--- Begin GIVEN ENTRIES ---

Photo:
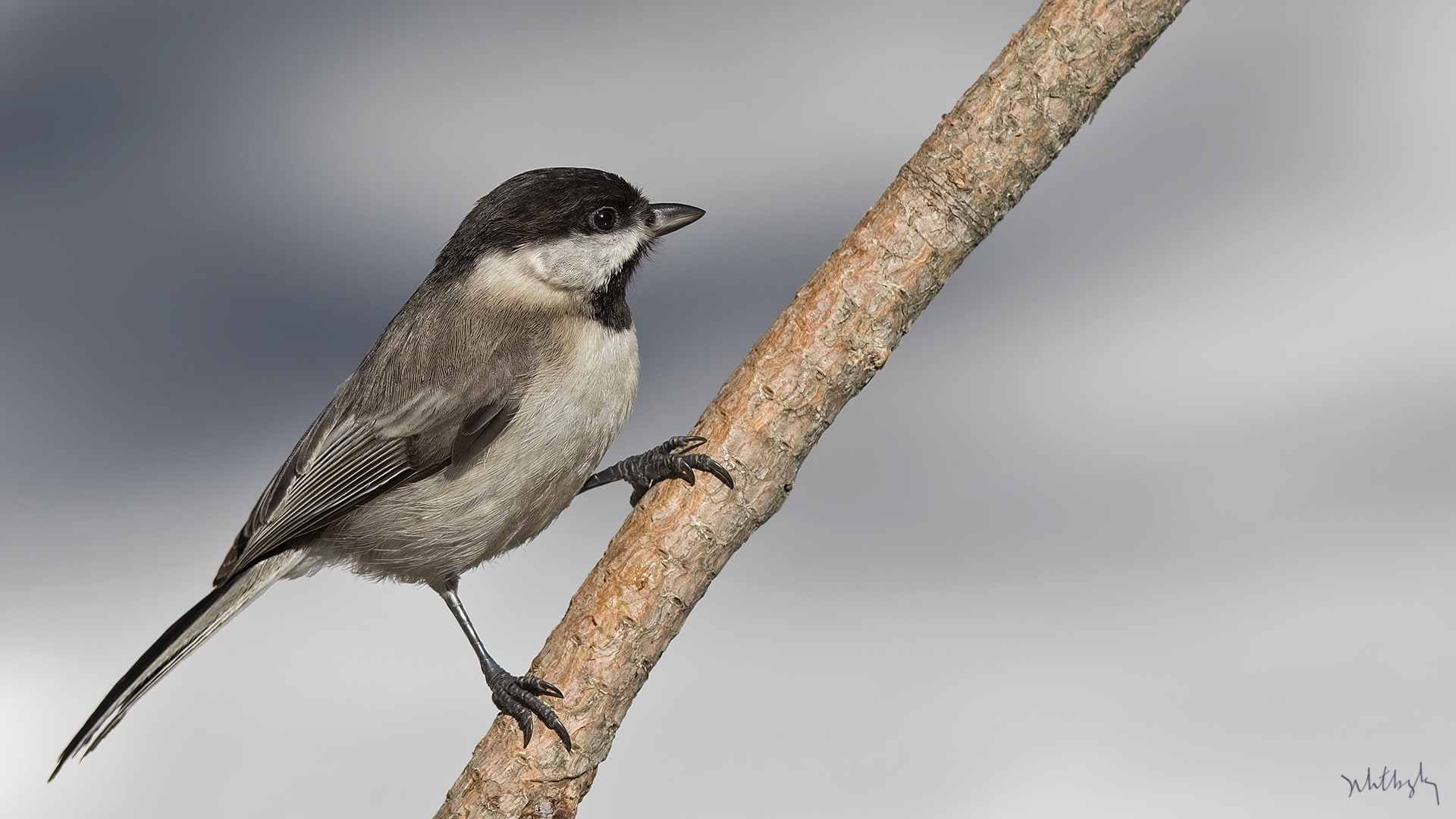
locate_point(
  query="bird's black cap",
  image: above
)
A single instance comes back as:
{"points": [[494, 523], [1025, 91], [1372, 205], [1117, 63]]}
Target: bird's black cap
{"points": [[536, 206]]}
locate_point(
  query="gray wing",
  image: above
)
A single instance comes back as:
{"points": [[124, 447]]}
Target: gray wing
{"points": [[348, 458]]}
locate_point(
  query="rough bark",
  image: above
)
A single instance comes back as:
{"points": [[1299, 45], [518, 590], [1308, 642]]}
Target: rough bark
{"points": [[829, 343]]}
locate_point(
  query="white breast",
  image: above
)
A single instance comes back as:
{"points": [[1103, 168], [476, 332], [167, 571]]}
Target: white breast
{"points": [[441, 526]]}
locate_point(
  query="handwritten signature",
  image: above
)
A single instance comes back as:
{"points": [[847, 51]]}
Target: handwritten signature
{"points": [[1389, 780]]}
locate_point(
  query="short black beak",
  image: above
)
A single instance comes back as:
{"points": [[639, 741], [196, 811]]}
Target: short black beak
{"points": [[667, 218]]}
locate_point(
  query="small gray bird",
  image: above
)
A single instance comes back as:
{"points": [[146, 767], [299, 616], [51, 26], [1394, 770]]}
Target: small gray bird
{"points": [[472, 423]]}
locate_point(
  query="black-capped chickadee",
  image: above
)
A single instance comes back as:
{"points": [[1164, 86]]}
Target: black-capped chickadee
{"points": [[472, 423]]}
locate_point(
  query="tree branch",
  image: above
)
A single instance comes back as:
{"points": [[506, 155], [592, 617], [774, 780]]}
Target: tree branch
{"points": [[829, 343]]}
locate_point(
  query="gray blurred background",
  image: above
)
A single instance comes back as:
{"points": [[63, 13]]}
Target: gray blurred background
{"points": [[1150, 515]]}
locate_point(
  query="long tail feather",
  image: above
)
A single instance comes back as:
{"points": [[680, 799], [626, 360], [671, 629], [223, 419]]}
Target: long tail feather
{"points": [[178, 642]]}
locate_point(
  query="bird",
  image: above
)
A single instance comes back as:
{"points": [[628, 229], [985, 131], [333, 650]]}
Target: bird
{"points": [[471, 425]]}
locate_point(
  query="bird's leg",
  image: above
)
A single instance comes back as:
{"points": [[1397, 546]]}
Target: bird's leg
{"points": [[514, 695], [673, 458]]}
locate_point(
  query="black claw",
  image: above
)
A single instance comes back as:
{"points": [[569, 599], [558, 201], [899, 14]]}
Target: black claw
{"points": [[711, 466], [517, 698], [539, 687]]}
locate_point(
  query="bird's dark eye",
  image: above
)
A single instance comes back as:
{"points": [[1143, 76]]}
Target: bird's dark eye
{"points": [[604, 218]]}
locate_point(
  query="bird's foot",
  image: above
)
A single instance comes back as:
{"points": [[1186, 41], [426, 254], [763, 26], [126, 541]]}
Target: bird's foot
{"points": [[673, 458], [519, 697]]}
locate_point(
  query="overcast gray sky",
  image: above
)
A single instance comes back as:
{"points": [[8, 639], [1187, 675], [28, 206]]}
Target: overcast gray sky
{"points": [[1150, 513]]}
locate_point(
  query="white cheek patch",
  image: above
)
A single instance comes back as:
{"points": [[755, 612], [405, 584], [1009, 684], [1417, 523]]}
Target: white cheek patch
{"points": [[516, 279], [585, 262]]}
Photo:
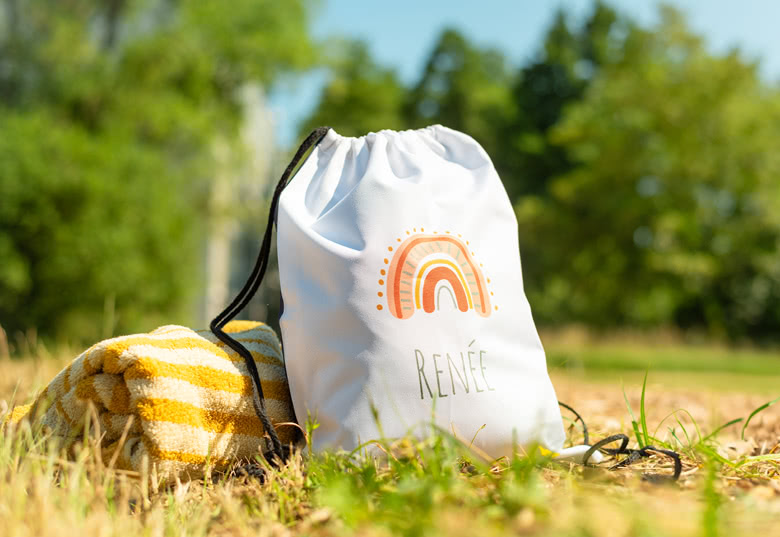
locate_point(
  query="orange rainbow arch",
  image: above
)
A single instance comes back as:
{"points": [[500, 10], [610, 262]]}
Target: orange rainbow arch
{"points": [[424, 261]]}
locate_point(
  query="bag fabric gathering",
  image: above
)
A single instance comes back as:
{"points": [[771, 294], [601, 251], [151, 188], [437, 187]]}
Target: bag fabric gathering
{"points": [[402, 295]]}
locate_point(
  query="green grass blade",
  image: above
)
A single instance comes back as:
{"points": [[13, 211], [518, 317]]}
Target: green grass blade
{"points": [[643, 414], [634, 423], [756, 411], [714, 433]]}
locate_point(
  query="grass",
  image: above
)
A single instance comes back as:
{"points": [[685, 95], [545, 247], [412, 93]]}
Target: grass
{"points": [[420, 488]]}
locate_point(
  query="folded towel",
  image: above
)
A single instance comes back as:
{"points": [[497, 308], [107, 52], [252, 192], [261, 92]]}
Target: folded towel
{"points": [[181, 397]]}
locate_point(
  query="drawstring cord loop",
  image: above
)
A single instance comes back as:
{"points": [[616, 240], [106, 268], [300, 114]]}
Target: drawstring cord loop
{"points": [[252, 285]]}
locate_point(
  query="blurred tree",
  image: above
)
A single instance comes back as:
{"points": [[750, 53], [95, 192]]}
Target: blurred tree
{"points": [[360, 96], [109, 112], [569, 60], [669, 214], [465, 88]]}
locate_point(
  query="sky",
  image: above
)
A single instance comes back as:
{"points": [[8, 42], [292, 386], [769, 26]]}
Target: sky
{"points": [[401, 33]]}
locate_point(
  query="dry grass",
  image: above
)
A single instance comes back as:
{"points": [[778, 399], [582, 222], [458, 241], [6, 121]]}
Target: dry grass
{"points": [[432, 488]]}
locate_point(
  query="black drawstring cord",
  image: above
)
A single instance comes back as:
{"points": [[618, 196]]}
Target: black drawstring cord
{"points": [[251, 286], [633, 454]]}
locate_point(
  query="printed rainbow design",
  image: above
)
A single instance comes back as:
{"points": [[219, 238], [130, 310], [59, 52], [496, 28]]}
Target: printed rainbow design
{"points": [[423, 266]]}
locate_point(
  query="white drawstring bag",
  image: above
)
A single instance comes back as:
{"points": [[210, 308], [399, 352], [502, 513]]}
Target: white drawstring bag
{"points": [[403, 297]]}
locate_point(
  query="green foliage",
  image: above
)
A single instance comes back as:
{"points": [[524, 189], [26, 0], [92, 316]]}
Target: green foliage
{"points": [[570, 60], [670, 213], [641, 165], [464, 88], [360, 97], [110, 112]]}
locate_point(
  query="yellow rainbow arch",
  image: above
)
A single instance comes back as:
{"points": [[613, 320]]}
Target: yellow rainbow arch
{"points": [[424, 260]]}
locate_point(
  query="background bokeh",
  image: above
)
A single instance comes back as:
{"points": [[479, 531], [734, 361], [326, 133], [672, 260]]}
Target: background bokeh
{"points": [[138, 147]]}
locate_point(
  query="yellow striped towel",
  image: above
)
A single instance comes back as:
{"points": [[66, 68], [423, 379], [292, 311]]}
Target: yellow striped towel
{"points": [[182, 396]]}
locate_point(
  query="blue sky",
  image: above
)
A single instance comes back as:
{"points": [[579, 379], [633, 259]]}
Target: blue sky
{"points": [[401, 33]]}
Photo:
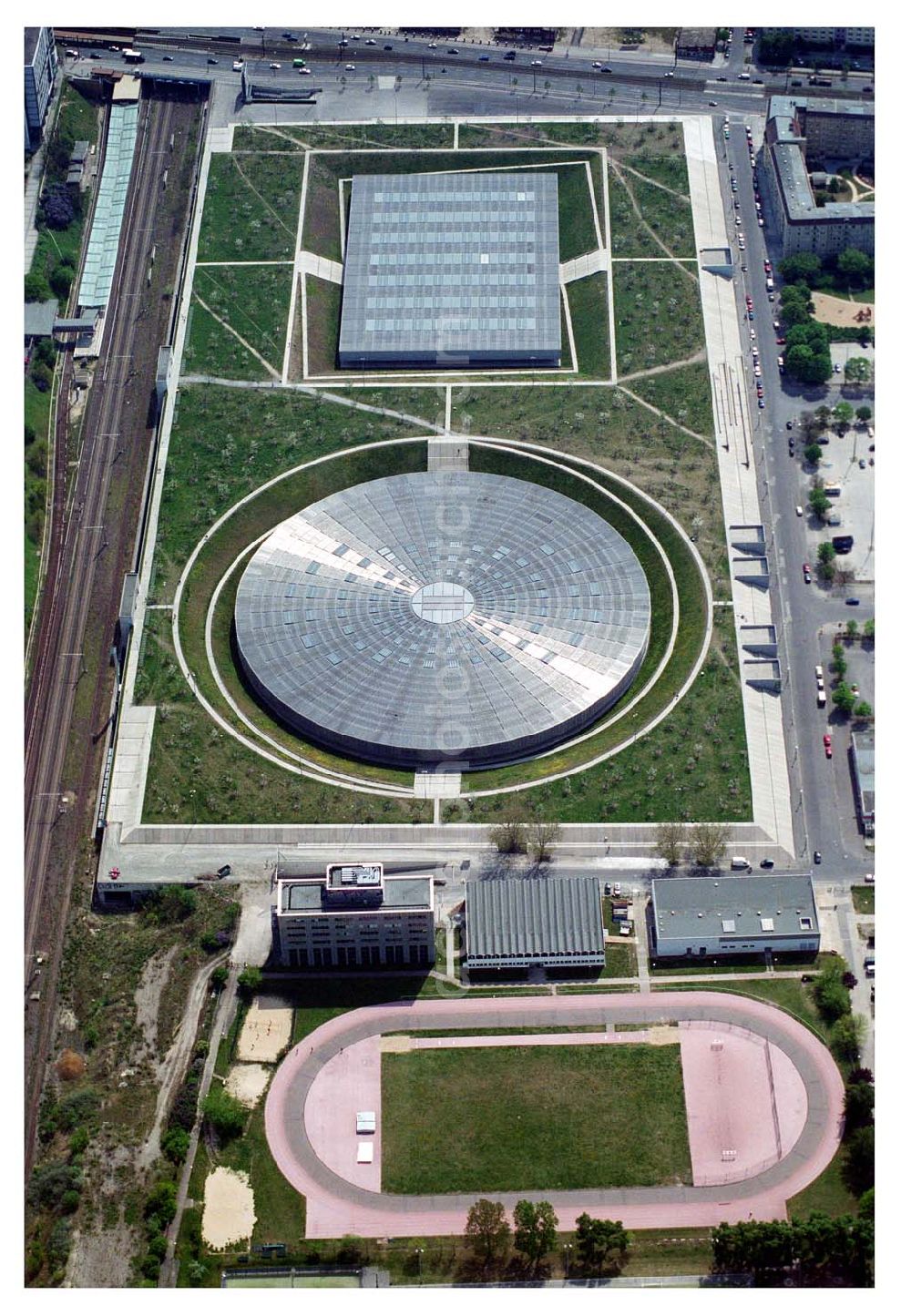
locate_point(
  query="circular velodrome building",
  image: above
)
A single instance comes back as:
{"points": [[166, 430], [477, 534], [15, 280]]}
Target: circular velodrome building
{"points": [[429, 617]]}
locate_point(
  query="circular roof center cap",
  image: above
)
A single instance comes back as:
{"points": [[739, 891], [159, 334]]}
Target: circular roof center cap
{"points": [[443, 602]]}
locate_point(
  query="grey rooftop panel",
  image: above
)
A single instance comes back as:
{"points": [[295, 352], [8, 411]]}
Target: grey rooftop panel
{"points": [[452, 269], [425, 638]]}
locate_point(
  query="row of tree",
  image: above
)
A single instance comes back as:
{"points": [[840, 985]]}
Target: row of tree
{"points": [[598, 1245], [821, 1250]]}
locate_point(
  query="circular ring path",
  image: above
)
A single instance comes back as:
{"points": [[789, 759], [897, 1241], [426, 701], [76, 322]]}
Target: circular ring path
{"points": [[432, 616], [336, 1206]]}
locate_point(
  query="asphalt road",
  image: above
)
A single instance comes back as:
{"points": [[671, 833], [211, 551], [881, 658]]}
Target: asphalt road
{"points": [[821, 787]]}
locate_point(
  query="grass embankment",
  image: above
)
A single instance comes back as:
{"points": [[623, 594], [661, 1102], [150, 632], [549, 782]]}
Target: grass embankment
{"points": [[657, 315], [609, 426], [322, 324], [588, 301], [524, 1127], [251, 207], [203, 774], [345, 136], [322, 230], [253, 301], [56, 258]]}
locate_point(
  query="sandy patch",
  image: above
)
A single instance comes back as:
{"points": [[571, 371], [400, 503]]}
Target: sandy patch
{"points": [[228, 1214], [248, 1083], [266, 1032], [837, 311]]}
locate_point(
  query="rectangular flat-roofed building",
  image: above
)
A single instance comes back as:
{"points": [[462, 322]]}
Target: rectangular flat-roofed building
{"points": [[354, 917], [452, 270], [517, 923], [706, 917]]}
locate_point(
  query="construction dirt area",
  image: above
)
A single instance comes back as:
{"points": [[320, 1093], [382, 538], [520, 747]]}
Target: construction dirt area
{"points": [[266, 1031], [228, 1214], [839, 311], [248, 1083]]}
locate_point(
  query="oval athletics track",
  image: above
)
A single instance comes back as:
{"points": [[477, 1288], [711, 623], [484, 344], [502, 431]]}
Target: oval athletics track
{"points": [[336, 1206]]}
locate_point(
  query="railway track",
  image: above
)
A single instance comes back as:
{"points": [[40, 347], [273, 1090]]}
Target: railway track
{"points": [[89, 546]]}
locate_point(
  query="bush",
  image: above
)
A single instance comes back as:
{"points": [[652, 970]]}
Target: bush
{"points": [[225, 1114], [175, 1144], [36, 287], [61, 280]]}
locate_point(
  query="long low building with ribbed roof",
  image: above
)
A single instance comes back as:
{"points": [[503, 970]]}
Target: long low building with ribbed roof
{"points": [[524, 923]]}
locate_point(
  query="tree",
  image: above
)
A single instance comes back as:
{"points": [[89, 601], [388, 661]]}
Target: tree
{"points": [[819, 505], [857, 372], [175, 1144], [225, 1114], [249, 981], [858, 1164], [856, 266], [487, 1230], [509, 836], [709, 842], [597, 1241], [536, 1230], [846, 1037], [833, 998], [858, 1105], [670, 840], [541, 840], [843, 698], [844, 413]]}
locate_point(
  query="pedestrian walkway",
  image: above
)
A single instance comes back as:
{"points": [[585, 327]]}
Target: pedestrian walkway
{"points": [[739, 482]]}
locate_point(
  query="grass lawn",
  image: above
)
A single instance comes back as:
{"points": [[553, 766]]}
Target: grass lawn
{"points": [[322, 233], [523, 1126], [322, 322], [668, 216], [254, 301], [827, 1194], [683, 393], [657, 315], [251, 206], [588, 301], [228, 441], [864, 899]]}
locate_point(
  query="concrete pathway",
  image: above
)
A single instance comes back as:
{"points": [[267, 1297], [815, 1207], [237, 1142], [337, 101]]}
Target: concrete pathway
{"points": [[336, 1207], [740, 497]]}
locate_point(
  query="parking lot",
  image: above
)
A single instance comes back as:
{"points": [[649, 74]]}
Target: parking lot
{"points": [[855, 505]]}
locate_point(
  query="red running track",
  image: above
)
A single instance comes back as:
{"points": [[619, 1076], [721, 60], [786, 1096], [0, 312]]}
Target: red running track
{"points": [[789, 1090]]}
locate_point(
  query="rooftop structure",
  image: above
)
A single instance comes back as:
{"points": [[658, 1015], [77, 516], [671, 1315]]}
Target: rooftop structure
{"points": [[515, 923], [718, 916], [452, 270], [38, 77], [354, 917], [367, 626], [108, 216]]}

--- End GIVEN ENTRIES ---

Pull out each line of the entries above that contains the string "tree", treating uppercase and lowercase as different.

• _FINAL RESULT_:
  query="tree branch",
Target: tree branch
  query="blurred tree",
Target: blurred tree
  query="row of tree",
Target: row of tree
  query="tree",
Target: tree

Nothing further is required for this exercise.